I took the original critiques from my first photo thread and applied them to my photography. It helped. Thank you all who offered it. I appreciated that because it helped me to grow as an aspiring photographer. I took comments that were mocking or rude & had no relevance to the question or  photo's I posted and learned from those too- don't take people online TOO seriously. There will always be the third type of person- the negative ninny, the sarcastic sam, the harsh harry (lol) but all you can do is focus on the helpful and positive and forget about the rest. Peanuts is a great help and you were lucky to have her offer you advice, take it and ignore what you want. It's up to you to decide what is worth applying to your photography.


----------



## vtf (May 12, 2011)

Anyone who lurks on this forum for any amount of time should understand the dynamics that go on and expect what could be coming. You're not the first and won't be the last. Learn and adapt and this forum can help, but it's like changing schools,* you* have to adapt to it not the other way around.
Good Luck.


----------



## Geaux (May 12, 2011)

mc1979 said:


> I just love it when I see good pics with with  the D3000! This is what I have, my first DSLR. What lens were you using  if you don't mind me asking?



These were taken exclusively with the 35mm 1.8, amazing little lense for little cost (compared to others) and Thank you 




lyonsroar said:


> I think Geaux would like to know which blogs specifically so he can pursue legal action...



lol


----------



## gsgary (May 12, 2011)

quickphotography78 said:


> How do you know he was talking about mine he made a reference to the brick wall.  I knew mine were not the best didn't expect the best comments but after following this forum I see not many people have much nice to say. I was trying to prove a point that no matter if  it is a professional shot or not you all have something negative to say,why is that?   I have seen good and bad on here but it is the same people that have nothing nice to say. I know weddings are fast paced so as i said first one no training no experience. I have been told not inspiring I knew that but I see a lot of basic shot or poses that get praise on here how is that inspiring??  As for geaux I see those shots on every photography blog that I have looked at nothing new but at least they are smiling, i'm not knocking it.  I think not matter what I post it comes out bad even though there are some good ones on here where there are actual suggestions on what to fix but not like this post


 
Reading between the lines your attitude could have had something to do with the way the shoot went, i don't alway have negative things to say if you look i have over 500 like so i can't be that bad i have helped quite a few people on here


----------



## RauschPhotography (May 12, 2011)

gsgary said:


> Reading between the lines your attitude could have had something to do with the way the shoot went, i don't alway have negative things to say if you look i have over 500 like so i can't be that bad i have helped quite a few people on here



Personally, I can say that your advice has helped me in the past.

On another note.. Anyone else having a sense of deja vu in this thread?


----------



## gsgary (May 12, 2011)

RauschPhotography said:


> gsgary said:
> 
> 
> > Reading between the lines your attitude could have had something to do with the way the shoot went, i don't alway have negative things to say if you look i have over 500 like so i can't be that bad i have helped quite a few people on here
> ...

########

» **Exercise set**
A – Could you transcribe the photography forum thread, starting at "Anyone who lurks" and ending at "other way around."?
B – Which usernames appear in the dated post headings of the photography forum thread? Name each one once.
C – Can you continue the photography forum thread from the point where it stops?
The entries after this line aren't needed.

########

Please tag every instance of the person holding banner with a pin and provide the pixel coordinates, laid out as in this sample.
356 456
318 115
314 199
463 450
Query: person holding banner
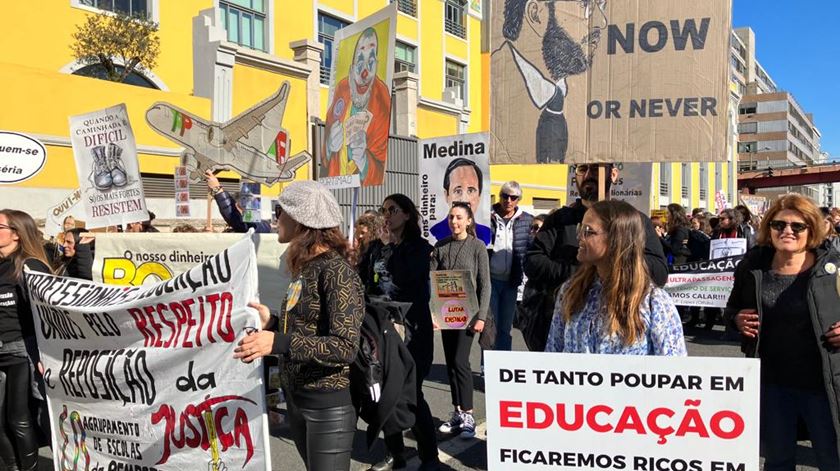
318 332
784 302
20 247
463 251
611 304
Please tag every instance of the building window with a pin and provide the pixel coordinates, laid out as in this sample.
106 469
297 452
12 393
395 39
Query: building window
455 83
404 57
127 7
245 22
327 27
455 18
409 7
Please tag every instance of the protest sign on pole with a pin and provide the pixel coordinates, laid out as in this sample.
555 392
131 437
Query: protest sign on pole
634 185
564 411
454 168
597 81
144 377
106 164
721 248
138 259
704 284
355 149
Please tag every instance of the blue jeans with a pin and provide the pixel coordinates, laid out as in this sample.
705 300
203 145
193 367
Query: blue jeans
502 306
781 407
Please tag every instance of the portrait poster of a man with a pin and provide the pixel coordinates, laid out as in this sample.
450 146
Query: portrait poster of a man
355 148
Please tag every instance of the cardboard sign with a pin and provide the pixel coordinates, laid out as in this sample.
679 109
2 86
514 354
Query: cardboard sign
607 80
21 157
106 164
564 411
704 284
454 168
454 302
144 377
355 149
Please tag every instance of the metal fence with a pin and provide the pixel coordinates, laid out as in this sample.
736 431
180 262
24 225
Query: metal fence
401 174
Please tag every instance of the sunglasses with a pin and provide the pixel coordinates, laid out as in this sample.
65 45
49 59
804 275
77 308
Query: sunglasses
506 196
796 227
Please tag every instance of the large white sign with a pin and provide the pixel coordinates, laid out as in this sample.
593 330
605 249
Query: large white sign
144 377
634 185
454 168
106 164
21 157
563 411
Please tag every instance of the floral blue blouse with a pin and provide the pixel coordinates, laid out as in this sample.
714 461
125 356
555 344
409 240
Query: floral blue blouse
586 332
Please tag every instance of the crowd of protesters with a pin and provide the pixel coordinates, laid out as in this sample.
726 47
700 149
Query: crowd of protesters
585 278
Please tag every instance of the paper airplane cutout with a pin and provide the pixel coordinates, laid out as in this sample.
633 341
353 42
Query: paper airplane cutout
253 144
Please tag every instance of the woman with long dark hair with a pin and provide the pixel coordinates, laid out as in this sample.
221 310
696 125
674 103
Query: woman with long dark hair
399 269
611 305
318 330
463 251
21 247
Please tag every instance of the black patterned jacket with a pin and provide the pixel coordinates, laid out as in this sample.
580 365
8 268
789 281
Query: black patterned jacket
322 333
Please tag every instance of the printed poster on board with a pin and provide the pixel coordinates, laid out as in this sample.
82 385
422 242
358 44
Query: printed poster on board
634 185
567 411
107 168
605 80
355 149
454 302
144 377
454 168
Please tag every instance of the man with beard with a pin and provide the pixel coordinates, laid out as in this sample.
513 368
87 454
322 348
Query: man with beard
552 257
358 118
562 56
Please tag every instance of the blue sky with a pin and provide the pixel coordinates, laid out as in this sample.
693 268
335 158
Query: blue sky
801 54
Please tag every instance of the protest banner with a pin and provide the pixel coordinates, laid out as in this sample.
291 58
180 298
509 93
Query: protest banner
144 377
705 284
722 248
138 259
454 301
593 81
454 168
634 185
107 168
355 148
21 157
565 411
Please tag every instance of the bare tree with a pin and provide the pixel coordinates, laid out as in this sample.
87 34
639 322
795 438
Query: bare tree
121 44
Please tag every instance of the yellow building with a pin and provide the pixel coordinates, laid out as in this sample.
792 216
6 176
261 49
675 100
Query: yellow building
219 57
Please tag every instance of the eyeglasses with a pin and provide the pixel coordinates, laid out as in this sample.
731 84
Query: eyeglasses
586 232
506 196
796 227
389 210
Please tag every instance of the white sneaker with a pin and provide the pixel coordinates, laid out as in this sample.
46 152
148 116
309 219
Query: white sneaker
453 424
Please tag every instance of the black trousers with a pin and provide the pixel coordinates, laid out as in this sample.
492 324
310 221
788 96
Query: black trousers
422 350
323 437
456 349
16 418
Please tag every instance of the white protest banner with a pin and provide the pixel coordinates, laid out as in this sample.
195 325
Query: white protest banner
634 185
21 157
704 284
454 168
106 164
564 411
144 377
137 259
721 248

########

» **Results of the tasks**
A –
Anyone who lurks on this forum for any amount of time should understand the dynamics that go on and expect what could be coming. You're not the first and won't be the last. Learn and adapt and this forum can help, but it's like changing schools,* you* have to adapt to it not the other way around.

B – vtf, Geaux, gsgary, RauschPhotography

C –
Thats because your beyond helping


----------



## Peanuts (May 12, 2011)

gsgary said:


> Thats because your beyond helping


 

That's*
You're*
 (I'm kidding. Don't reread my posts. I don't proofread. Heh)


----------



## RauschPhotography (May 12, 2011)

gsgary said:


> Thats because your beyond helping


 
:lmao:


----------



## Bitter Jeweler (May 12, 2011)

gsgary said:


> if you look i have over 500 like so i can't be that bad i have helped quite a few people on here


I looked, and you only have 68 likes.





 You haved liked only 10.


----------



## mishele (May 12, 2011)

He must of thought he was you Bitter?! :er:


----------



## mrpink (May 12, 2011)

RauschPhotography said:


> On another note.. Anyone else having a sense of deja vu in this thread?


 
deja vu, in general, is realizing or sensing that something has happened once before- this seems to happen on a weekly basis here so it is just annoying.

OP.  Let this thread die, keep shooting and learning. After one year has pasted, go back and look at this thread again- you will nod your head in agreement to almost everything that has been posted here.





p!nK


----------



## Aye-non Oh-non Imus (May 12, 2011)

quickphotography78 said:


> Let me know what you think these photos from a wedding I did, which I did for free. 3 and 4 are close they wanted amusement park in photo also.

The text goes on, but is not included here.